* _WORK INSTRUCTION_
Look below for the line containing "find woman's short brown hair"; from there through the line containing "find man in white shirt", both lines included, please set down each line exactly and nothing else.

Items listed in a dataset:
[Start of section]

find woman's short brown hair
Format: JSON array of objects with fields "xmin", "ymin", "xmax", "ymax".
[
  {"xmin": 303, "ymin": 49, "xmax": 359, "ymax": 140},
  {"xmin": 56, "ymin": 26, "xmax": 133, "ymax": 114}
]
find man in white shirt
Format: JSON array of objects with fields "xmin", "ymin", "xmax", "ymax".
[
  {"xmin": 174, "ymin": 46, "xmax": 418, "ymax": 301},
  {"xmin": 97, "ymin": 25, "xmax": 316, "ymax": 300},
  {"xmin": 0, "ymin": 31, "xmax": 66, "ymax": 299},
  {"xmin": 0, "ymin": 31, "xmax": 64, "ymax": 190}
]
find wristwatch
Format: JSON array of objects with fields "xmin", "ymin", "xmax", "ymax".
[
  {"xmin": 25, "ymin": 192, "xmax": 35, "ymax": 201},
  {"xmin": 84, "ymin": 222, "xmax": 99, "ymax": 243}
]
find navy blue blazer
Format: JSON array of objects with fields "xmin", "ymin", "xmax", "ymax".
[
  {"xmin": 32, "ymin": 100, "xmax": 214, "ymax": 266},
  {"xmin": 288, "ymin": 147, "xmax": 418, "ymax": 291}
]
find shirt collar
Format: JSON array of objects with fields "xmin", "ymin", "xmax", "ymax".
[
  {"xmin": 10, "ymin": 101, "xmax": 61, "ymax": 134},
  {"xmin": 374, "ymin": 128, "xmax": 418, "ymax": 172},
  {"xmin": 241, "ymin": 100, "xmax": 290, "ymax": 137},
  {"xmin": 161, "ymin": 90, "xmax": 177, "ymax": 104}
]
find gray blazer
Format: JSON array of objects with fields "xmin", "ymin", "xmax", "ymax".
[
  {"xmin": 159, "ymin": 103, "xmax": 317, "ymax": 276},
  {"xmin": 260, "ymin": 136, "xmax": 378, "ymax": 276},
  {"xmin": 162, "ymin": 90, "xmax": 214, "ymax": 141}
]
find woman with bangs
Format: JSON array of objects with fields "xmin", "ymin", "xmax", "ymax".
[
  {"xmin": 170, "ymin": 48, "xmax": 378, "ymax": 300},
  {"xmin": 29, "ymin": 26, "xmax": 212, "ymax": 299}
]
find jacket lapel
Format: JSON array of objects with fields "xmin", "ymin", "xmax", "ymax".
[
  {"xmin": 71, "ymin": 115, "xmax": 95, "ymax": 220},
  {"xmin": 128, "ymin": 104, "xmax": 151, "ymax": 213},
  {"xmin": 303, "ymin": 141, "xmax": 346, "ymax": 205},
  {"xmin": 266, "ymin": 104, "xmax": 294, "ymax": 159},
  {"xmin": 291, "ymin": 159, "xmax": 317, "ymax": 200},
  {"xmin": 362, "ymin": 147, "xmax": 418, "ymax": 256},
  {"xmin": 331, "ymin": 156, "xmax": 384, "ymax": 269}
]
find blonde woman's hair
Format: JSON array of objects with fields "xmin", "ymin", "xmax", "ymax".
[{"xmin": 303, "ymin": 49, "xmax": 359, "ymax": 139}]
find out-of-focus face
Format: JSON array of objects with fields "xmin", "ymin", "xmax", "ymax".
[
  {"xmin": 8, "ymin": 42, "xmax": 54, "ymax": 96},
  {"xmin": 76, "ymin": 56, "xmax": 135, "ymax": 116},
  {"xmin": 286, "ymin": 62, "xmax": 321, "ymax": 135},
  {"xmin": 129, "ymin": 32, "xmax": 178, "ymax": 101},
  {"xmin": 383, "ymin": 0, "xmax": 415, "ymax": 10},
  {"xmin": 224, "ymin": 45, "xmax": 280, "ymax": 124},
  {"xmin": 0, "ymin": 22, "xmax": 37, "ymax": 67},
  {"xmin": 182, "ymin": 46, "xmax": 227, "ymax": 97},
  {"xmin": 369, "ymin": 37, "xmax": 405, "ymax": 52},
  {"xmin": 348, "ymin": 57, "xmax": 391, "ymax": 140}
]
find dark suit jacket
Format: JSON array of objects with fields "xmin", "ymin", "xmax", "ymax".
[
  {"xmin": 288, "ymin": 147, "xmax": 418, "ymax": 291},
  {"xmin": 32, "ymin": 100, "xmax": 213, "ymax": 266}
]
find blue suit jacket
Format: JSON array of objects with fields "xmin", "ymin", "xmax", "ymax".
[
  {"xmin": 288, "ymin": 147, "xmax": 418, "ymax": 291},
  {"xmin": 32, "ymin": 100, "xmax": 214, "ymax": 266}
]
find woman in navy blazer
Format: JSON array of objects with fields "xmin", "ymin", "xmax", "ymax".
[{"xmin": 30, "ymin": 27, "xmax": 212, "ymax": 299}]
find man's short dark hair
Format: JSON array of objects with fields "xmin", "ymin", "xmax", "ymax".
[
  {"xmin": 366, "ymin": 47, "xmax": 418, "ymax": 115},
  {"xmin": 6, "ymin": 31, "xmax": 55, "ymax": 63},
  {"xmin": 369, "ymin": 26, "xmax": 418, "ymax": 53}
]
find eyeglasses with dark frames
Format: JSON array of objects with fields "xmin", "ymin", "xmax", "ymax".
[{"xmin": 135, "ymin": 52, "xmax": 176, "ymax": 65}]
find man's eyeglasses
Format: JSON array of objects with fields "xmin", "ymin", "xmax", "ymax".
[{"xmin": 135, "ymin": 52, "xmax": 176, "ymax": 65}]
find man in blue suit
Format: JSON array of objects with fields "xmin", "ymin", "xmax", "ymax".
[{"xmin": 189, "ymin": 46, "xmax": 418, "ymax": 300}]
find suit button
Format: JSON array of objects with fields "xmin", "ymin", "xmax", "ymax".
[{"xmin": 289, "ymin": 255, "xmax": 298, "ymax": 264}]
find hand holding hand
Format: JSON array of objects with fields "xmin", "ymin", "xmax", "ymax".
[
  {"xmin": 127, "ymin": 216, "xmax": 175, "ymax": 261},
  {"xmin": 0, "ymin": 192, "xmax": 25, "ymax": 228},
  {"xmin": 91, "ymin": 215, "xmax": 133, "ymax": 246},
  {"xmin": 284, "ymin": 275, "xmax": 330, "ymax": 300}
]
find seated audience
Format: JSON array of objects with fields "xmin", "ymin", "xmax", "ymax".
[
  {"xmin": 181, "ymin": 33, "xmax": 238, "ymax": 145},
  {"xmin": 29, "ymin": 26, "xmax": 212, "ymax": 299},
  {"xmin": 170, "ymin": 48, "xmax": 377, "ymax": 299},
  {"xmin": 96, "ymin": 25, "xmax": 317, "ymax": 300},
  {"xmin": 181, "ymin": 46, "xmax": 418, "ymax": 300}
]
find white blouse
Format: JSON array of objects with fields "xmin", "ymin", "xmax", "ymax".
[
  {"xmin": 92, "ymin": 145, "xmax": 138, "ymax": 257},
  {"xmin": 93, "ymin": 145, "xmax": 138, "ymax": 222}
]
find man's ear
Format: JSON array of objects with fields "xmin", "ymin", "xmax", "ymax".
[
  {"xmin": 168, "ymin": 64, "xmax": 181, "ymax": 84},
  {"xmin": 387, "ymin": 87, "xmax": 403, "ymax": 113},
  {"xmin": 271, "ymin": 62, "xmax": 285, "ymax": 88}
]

[End of section]
[Start of section]

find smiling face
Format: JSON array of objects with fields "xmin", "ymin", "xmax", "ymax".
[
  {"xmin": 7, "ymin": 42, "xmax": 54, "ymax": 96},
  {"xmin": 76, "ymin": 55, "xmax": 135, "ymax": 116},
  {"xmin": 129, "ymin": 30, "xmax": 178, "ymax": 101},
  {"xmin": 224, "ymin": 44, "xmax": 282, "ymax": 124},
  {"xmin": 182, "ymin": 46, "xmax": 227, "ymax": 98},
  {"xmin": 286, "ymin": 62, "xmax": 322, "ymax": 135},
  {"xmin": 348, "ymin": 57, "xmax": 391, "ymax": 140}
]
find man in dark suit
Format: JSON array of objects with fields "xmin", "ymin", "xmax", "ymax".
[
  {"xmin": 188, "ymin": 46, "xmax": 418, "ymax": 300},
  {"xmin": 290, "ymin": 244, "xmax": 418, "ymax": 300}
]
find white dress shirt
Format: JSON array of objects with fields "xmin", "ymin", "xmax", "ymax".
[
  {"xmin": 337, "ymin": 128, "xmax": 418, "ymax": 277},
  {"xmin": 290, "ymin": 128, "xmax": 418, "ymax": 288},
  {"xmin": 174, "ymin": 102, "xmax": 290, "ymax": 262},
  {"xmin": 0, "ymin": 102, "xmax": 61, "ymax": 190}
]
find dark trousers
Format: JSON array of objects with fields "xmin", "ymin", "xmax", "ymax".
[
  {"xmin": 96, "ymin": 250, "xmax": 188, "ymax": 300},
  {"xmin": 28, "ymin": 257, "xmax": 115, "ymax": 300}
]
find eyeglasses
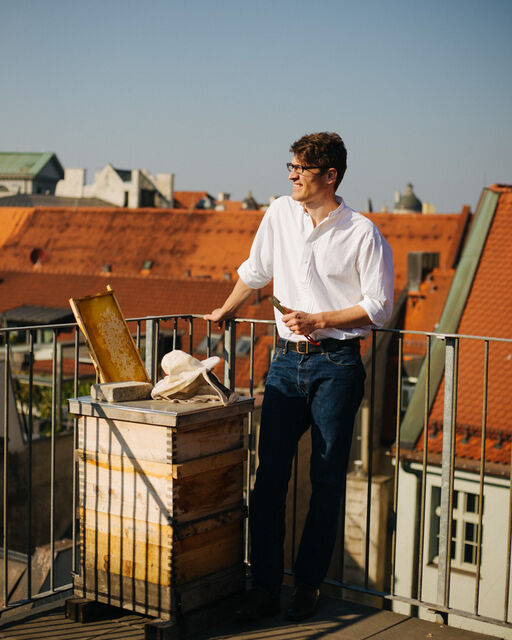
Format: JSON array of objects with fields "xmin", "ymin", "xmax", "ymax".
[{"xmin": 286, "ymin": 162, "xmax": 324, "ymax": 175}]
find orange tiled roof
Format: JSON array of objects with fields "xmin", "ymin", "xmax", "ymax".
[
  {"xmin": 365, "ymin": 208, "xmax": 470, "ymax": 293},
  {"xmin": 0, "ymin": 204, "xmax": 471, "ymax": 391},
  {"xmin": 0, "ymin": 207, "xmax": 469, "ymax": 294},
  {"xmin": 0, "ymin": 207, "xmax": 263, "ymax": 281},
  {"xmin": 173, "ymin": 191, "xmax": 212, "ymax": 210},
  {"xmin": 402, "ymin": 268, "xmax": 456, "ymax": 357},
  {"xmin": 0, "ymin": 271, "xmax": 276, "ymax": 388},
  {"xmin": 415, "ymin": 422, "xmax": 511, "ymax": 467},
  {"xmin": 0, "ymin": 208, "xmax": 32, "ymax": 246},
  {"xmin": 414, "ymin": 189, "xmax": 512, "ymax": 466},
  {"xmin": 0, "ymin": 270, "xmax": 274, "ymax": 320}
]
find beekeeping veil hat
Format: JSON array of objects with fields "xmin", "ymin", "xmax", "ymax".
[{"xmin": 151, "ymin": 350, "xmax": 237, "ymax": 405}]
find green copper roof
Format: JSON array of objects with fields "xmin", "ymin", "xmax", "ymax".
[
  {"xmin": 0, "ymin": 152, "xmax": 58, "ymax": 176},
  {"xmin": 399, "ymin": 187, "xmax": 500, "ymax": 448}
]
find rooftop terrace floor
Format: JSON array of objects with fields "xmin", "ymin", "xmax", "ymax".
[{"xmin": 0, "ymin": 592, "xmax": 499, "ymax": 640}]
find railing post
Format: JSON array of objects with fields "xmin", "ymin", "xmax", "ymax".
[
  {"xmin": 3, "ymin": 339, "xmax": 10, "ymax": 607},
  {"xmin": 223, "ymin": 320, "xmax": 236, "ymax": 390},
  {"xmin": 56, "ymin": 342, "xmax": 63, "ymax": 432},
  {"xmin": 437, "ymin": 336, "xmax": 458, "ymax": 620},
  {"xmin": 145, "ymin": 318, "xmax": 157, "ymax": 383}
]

[End of section]

* _SOLVED EXERCISE_
find woman's short brown hair
Format: JSON array of objects with fields "xmin", "ymin", "xmax", "ymax".
[
  {"xmin": 303, "ymin": 49, "xmax": 359, "ymax": 140},
  {"xmin": 56, "ymin": 26, "xmax": 133, "ymax": 114}
]
find man in white shirt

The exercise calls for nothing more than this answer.